_Required task:_
Transcribe the listing exactly, leaving out every picture.

_Data extract:_
# # #
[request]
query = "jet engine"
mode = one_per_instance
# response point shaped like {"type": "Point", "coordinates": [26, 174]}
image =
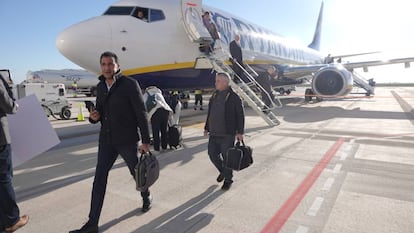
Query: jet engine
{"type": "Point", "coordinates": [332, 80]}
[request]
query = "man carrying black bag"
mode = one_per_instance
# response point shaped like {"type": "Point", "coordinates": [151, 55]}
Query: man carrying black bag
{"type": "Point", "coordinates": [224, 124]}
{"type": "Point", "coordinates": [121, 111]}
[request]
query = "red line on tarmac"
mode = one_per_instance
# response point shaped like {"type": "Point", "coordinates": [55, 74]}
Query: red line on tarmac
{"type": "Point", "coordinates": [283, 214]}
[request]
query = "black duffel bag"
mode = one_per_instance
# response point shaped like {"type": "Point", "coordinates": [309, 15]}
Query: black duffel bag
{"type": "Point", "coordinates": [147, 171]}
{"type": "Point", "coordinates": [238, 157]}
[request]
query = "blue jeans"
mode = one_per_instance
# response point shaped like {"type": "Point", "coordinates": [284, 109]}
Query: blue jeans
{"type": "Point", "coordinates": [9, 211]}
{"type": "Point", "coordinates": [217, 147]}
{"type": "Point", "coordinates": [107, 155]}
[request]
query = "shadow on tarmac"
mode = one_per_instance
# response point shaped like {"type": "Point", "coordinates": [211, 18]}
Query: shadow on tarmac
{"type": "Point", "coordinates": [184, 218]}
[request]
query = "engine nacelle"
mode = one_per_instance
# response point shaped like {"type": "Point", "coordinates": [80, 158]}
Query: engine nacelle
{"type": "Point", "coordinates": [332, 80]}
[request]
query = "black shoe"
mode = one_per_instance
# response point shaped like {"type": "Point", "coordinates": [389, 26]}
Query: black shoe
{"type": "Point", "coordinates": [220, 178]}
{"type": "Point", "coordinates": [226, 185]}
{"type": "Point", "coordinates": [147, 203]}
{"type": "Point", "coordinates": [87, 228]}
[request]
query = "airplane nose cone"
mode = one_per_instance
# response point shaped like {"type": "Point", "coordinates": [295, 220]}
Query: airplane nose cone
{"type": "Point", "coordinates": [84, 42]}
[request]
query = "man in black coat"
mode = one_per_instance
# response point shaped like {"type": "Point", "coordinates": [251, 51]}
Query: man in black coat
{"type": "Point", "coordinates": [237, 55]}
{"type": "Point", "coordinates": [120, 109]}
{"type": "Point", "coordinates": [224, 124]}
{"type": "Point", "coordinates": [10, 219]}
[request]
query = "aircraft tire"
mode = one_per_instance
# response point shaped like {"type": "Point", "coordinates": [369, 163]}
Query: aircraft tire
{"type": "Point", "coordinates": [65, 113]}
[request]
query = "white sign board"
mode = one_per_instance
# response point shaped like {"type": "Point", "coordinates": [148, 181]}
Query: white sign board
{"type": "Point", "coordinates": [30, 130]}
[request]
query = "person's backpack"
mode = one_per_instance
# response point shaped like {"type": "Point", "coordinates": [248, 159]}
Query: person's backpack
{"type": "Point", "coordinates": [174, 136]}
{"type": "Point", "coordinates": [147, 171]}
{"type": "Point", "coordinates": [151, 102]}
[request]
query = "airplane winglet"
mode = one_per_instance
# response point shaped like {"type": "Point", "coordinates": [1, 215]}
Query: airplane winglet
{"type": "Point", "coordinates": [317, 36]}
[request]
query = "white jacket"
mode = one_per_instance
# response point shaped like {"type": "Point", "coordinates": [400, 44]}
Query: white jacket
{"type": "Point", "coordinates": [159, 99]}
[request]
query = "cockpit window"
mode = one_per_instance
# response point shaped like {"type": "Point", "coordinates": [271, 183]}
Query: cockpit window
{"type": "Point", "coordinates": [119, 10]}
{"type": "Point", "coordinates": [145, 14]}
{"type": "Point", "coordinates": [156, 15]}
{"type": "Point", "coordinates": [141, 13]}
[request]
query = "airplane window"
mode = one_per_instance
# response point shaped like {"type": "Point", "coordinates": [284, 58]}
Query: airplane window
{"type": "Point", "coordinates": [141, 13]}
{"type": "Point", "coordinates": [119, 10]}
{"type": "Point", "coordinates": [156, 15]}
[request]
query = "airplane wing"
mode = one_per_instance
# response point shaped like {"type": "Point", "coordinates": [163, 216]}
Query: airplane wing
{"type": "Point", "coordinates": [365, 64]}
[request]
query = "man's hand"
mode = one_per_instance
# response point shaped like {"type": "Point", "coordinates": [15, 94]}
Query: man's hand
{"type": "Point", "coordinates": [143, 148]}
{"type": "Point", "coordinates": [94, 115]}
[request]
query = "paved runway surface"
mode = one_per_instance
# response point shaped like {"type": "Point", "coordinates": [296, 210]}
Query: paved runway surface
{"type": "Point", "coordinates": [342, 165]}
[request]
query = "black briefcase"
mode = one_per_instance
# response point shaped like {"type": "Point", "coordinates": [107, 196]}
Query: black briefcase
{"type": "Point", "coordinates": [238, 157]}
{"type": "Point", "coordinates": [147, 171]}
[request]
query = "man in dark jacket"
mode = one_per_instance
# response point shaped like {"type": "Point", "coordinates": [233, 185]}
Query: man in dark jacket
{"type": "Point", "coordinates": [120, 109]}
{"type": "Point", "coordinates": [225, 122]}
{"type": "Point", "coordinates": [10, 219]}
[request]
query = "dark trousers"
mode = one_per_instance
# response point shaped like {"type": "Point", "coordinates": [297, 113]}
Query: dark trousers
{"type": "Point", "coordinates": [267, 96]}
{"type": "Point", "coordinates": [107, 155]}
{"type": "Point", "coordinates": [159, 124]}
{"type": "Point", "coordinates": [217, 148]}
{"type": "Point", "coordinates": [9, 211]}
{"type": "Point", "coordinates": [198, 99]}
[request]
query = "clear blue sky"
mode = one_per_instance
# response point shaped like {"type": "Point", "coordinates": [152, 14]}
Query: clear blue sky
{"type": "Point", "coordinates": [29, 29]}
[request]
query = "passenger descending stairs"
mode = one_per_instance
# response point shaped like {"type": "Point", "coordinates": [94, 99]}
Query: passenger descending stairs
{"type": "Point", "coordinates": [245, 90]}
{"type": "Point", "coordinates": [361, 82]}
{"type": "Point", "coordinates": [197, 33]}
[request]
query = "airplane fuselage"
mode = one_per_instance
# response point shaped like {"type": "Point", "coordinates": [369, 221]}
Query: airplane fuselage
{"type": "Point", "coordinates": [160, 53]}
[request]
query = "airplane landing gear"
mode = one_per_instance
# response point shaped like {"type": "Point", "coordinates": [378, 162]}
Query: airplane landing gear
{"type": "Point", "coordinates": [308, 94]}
# # #
_The completed task:_
[request]
query = "jet engine"
mode = one_per_instance
# response point shaped like {"type": "Point", "coordinates": [26, 174]}
image =
Query: jet engine
{"type": "Point", "coordinates": [332, 80]}
[request]
query = "man carrying black bag"
mode = one_per_instance
# response point shaped like {"type": "Point", "coordinates": [151, 55]}
Query: man carrying black bag
{"type": "Point", "coordinates": [224, 124]}
{"type": "Point", "coordinates": [121, 111]}
[request]
query = "red line on tarmac"
mode = one_per_instance
# response point shaped like {"type": "Point", "coordinates": [55, 74]}
Query: red line on tarmac
{"type": "Point", "coordinates": [283, 214]}
[request]
query = "black duffel bag"
mode = one_per_instance
# response point shaped like {"type": "Point", "coordinates": [309, 15]}
Query: black duffel bag
{"type": "Point", "coordinates": [147, 171]}
{"type": "Point", "coordinates": [238, 157]}
[request]
query = "blue jeans"
mode = one_per_instance
# response point shaped like {"type": "Point", "coordinates": [284, 109]}
Query: blue jeans
{"type": "Point", "coordinates": [9, 211]}
{"type": "Point", "coordinates": [217, 147]}
{"type": "Point", "coordinates": [107, 155]}
[request]
query = "shadow on tarmac"
mode = one_per_instance
# response point shaped like {"type": "Point", "coordinates": [211, 18]}
Query: shadow on tarmac
{"type": "Point", "coordinates": [184, 218]}
[request]
query = "engine nacelle"
mode = one_per_instance
# response point shaped like {"type": "Point", "coordinates": [80, 158]}
Query: engine nacelle
{"type": "Point", "coordinates": [332, 80]}
[request]
query = "black shoe"
mode = one_per_instance
# response point shaped like {"type": "Point", "coordinates": [389, 26]}
Query: black shoe
{"type": "Point", "coordinates": [220, 178]}
{"type": "Point", "coordinates": [226, 185]}
{"type": "Point", "coordinates": [147, 203]}
{"type": "Point", "coordinates": [87, 228]}
[request]
query = "airplane nose cone"
mode = one_per_instance
# response point shaped like {"type": "Point", "coordinates": [295, 220]}
Query: airplane nose cone
{"type": "Point", "coordinates": [84, 42]}
[request]
query = "man in black coat"
mode = one_per_instance
# response point shaped like {"type": "Point", "coordinates": [251, 51]}
Query: man in black coat
{"type": "Point", "coordinates": [237, 55]}
{"type": "Point", "coordinates": [120, 109]}
{"type": "Point", "coordinates": [224, 124]}
{"type": "Point", "coordinates": [10, 219]}
[request]
query = "aircraft tire"
mode = one_per_instance
# response point shaped like {"type": "Point", "coordinates": [369, 163]}
Query: aircraft tire
{"type": "Point", "coordinates": [65, 113]}
[request]
query = "white sign board"
mode = one_per_instance
# response point shaped like {"type": "Point", "coordinates": [148, 181]}
Query: white sign board
{"type": "Point", "coordinates": [30, 130]}
[request]
query = "person's backpack"
mode = one_per_instance
# response point shaped like {"type": "Point", "coordinates": [248, 159]}
Query: person's backpack
{"type": "Point", "coordinates": [174, 136]}
{"type": "Point", "coordinates": [147, 171]}
{"type": "Point", "coordinates": [151, 102]}
[request]
query = "airplane winglet"
mode = one_per_instance
# response point shaped like {"type": "Point", "coordinates": [1, 215]}
Query: airplane winglet
{"type": "Point", "coordinates": [317, 36]}
[request]
query = "white jacket"
mode = one_per_instance
# response point shaped like {"type": "Point", "coordinates": [400, 44]}
Query: white jacket
{"type": "Point", "coordinates": [159, 99]}
[request]
query = "cockpit window"
mode = one_per_instance
# response point shaped like {"type": "Point", "coordinates": [271, 183]}
Query: cockpit window
{"type": "Point", "coordinates": [119, 10]}
{"type": "Point", "coordinates": [145, 14]}
{"type": "Point", "coordinates": [156, 15]}
{"type": "Point", "coordinates": [141, 13]}
[request]
query = "airplane window"
mode = one_per_instance
# response point shaped like {"type": "Point", "coordinates": [284, 58]}
Query: airplane window
{"type": "Point", "coordinates": [141, 13]}
{"type": "Point", "coordinates": [119, 10]}
{"type": "Point", "coordinates": [156, 15]}
[request]
query = "airplane wing"
mode = one_per_instance
# response point shaped like {"type": "Point", "coordinates": [163, 216]}
Query: airplane wing
{"type": "Point", "coordinates": [365, 64]}
[request]
query = "man's hand"
mode = one_per_instance
# response point shaped like {"type": "Point", "coordinates": [15, 94]}
Query: man's hand
{"type": "Point", "coordinates": [143, 148]}
{"type": "Point", "coordinates": [94, 115]}
[request]
query = "paved runway surface"
mode = one_per_instance
# response point shaped like {"type": "Point", "coordinates": [296, 210]}
Query: paved runway surface
{"type": "Point", "coordinates": [342, 165]}
[request]
query = "black briefcase"
mode = one_per_instance
# response point shaped like {"type": "Point", "coordinates": [107, 196]}
Query: black briefcase
{"type": "Point", "coordinates": [238, 157]}
{"type": "Point", "coordinates": [147, 171]}
[request]
query = "man in dark jacket"
mode = one_per_instance
# response point shaped like {"type": "Point", "coordinates": [233, 185]}
Query: man in dark jacket
{"type": "Point", "coordinates": [120, 109]}
{"type": "Point", "coordinates": [225, 122]}
{"type": "Point", "coordinates": [10, 219]}
[request]
query = "dark trousers"
mode = one_per_instance
# response point shaped like {"type": "Point", "coordinates": [297, 113]}
Query: dark trousers
{"type": "Point", "coordinates": [267, 96]}
{"type": "Point", "coordinates": [107, 155]}
{"type": "Point", "coordinates": [159, 124]}
{"type": "Point", "coordinates": [217, 148]}
{"type": "Point", "coordinates": [9, 211]}
{"type": "Point", "coordinates": [198, 99]}
[request]
query = "clear blue sky"
mode = one_per_instance
# response point shaped like {"type": "Point", "coordinates": [152, 14]}
Query: clear blue sky
{"type": "Point", "coordinates": [29, 29]}
[request]
query = "passenger descending stairs"
mode = one_per_instance
# response point shaped like {"type": "Point", "coordinates": [94, 99]}
Query: passenger descending stairs
{"type": "Point", "coordinates": [245, 90]}
{"type": "Point", "coordinates": [361, 82]}
{"type": "Point", "coordinates": [197, 33]}
[request]
query = "airplane fuselage"
mode = one_per_instance
# response point shaped like {"type": "Point", "coordinates": [369, 221]}
Query: airplane fuselage
{"type": "Point", "coordinates": [160, 53]}
[request]
query = "airplane landing gear"
mode = one_per_instance
# response point shaped like {"type": "Point", "coordinates": [378, 162]}
Query: airplane landing gear
{"type": "Point", "coordinates": [308, 94]}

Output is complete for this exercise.